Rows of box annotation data

+++++

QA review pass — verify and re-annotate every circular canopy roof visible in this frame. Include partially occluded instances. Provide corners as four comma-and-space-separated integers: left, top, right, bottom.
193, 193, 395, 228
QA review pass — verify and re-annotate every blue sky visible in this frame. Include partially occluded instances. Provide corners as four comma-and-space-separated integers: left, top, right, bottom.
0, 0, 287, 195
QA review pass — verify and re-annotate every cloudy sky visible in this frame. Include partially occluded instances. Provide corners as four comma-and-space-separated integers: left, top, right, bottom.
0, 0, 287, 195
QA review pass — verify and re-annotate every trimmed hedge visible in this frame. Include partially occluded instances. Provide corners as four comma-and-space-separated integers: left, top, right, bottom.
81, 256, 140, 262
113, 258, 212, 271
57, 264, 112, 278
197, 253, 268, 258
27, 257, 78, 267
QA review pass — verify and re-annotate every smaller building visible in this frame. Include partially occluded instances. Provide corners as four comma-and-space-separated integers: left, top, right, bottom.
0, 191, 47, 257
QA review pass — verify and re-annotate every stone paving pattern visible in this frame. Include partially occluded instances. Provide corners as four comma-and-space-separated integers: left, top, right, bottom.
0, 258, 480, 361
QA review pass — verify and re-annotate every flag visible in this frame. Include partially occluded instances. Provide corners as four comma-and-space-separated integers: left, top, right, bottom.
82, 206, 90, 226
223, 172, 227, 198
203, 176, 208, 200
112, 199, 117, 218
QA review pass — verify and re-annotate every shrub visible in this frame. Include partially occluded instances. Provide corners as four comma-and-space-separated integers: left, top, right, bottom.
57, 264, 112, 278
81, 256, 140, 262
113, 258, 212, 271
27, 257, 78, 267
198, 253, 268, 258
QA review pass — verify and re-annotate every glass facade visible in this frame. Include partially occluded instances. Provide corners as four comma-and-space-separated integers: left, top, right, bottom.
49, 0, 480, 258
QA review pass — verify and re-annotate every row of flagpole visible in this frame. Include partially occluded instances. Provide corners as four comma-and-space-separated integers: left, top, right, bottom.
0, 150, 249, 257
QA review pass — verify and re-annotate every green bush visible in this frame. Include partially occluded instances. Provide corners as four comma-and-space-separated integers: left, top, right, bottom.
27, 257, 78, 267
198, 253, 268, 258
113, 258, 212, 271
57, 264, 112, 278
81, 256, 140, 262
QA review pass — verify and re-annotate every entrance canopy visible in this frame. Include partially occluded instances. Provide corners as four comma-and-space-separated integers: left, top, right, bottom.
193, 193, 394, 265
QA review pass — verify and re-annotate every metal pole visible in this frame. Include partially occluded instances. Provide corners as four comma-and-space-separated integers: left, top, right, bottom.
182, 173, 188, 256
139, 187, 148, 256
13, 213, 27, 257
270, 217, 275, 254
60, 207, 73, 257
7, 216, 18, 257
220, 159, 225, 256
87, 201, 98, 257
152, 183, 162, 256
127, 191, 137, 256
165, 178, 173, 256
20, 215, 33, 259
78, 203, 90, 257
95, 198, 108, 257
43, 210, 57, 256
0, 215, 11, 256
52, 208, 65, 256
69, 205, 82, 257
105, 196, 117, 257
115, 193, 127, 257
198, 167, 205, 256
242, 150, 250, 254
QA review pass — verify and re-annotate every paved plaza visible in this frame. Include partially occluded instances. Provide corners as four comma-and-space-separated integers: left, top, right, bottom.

+++++

• GOAL OF THE EXERCISE:
Reproduce the stretch of rows from the line containing "QA review pass — verify and re-annotate every glass" through the line containing "49, 0, 480, 258", both included, with the requests left unchanged. Scale every box coordinate in the answers by 2.35, rounding each to the nearest whole number with halves rounded up.

• FINAL RESULT:
QA review pass — verify and re-annotate every glass facade visible in this frame. Include partially occluded instances. Provide corners as four comma-and-space-separated integers: left, top, right, bottom.
115, 0, 1128, 606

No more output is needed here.